### [EXERCISE 1]
Put the listing entries in the stretch from the line containing "Target = jockey's arm" through the line containing "x=263 y=331" into a two-column CSV with the header names request and answer. Give one row per request, with each field in quotation marks and any line breaks replaced by spaces.

— Start of DOCUMENT EXCERPT —

The next morning the van turned onto some rough unpaved jungle road. After some distance the monk told the driver to stop. Phyllis and I got out taking our stuff with us and followed the monk into the jungle. Some hours later we came upon an opening with a small roofed wooden structure built at least three feet off the ground on stilts with a set of steps in the center-front leading to a wood floor interior. All four sides of the structure were open but had roll up rattan-like shades or blinds that could be pulled up or down forming walls, of which the one in the back was down. The way the structure faced the sun came up in the morning on the far left going across the sky in an arc setting on the far right, shining all day on the structure albeit leaving almost all of the floor area shaded. The only thing inside were two meditation mats neatly laid out on the floor. About 30 feet across the clearing was a fire pit like cooking area. After a week or two when I could sense she felt comfortable with her surroundings, the villagers, the jungle, her safety, and especially so with her meditation sessions, I told her I would be leaving. The next day, following one final wave from a distance, I headed alone into the jungle on the same trail the two of us came in on.

— End of DOCUMENT EXCERPT —
— Start of LISTED ENTRIES —

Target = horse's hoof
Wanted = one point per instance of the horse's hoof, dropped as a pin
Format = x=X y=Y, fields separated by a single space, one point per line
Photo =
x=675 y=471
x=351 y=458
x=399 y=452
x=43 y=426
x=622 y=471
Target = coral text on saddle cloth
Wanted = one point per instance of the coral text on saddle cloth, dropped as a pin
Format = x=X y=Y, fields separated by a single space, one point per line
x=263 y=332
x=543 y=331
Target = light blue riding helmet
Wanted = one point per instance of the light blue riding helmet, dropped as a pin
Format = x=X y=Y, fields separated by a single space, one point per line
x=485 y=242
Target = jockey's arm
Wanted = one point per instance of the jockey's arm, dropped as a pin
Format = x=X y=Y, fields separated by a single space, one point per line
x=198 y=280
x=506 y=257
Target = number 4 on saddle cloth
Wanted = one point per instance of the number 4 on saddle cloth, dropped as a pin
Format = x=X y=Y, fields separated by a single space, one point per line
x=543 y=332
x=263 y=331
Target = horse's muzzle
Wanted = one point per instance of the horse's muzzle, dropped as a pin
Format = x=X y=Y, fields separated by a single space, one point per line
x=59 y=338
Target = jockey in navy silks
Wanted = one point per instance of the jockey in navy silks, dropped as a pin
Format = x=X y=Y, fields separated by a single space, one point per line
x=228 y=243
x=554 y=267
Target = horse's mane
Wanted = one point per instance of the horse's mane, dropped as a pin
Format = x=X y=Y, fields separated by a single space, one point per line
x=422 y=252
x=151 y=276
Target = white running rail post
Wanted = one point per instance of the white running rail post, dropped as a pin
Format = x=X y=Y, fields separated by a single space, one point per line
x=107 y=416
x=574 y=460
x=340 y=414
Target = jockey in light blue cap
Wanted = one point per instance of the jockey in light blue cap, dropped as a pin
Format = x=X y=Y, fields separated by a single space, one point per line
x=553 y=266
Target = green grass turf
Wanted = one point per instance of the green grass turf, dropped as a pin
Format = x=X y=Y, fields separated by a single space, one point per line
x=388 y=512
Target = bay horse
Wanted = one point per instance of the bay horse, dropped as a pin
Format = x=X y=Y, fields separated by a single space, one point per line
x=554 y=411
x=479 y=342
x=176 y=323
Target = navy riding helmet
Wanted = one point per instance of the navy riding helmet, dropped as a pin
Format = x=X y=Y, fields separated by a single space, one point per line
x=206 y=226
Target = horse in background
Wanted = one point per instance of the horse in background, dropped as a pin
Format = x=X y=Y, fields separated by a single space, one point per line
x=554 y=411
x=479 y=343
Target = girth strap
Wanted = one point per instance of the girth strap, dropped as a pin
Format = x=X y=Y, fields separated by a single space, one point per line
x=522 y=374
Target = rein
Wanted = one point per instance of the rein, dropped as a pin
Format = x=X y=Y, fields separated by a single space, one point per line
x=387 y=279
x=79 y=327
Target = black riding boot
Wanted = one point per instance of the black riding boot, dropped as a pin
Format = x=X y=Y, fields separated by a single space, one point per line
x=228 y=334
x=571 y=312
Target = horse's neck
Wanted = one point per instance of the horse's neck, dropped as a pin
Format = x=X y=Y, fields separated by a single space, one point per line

— End of LISTED ENTRIES —

### [EXERCISE 2]
Write what comes next in the account of the jungle journey, picking up after its final sentence.

### [EXERCISE OUTPUT 1]
request,answer
"Target = jockey's arm Wanted = one point per instance of the jockey's arm, dropped as a pin Format = x=X y=Y, fields separated by a single space, one point per line","x=198 y=280 x=506 y=257"
"Target = number 4 on saddle cloth Wanted = one point per instance of the number 4 on saddle cloth, dropped as a pin Format = x=X y=Y, fields separated by a single space, one point per line","x=543 y=332 x=263 y=331"

### [EXERCISE OUTPUT 2]
As easy as it may have seemed for Phyllis and I in Chiang Mai, and the graciousness of the help we received with transportation and all for her to reach a meditation spot where she could safely become masterful in Sila, Samadhi, Jhana, Prajna, and a frequenter of lonely places, which she was apparently able to do, it wasn't done without a cost. Nothing is free. Although Phyllis never knew about it nor did I ever have a chance to tell her, for the services rendered there was a price that was to be extracted.

The person I went to see in the Thai restaurant was willing to help in exchange for me providing a service for him. He knew I was a longtime Asian travel hand, sometimes Nam Yu related, sometimes not, but nearly always under rather scary or unscrupulous circumstances with a once upon a time uncanny ability to slip through places without raising undue concerns. He also knew I was a trusted commodity, especially if leveraged against the fact that no harm would come to the "woman," i.e., Phyllis. After hearing his request, of which I thought was a little much of an overkill, to do his bidding I asked if when done, he would in turn do an additional small favor for me. Agreeing to do so, we shook hands and the deal was done. All I had to do was get a small item across the Thai border into Burma and deliver it to a specific person. A couple of days later found me crossing the bridge by foot from the Thai city of Mae Sai into Tachileik where the man I was supposed to meet was supposed to be. But of course, wasn't. I was told he was now in a place called Mong La about 85 miles north up along the Chinese border.

In the Star Wars film, when Obi-Wan Kenobi warned Luke Skywalker that he would never find a more "wretched hive of scum and villainy than Mos Eisley Spaceport," there was no clarification. However, it thrived in being so mostly because of being located so far from the galaxy's political epicenter, and rarely if ever policed. So it is with Mong La.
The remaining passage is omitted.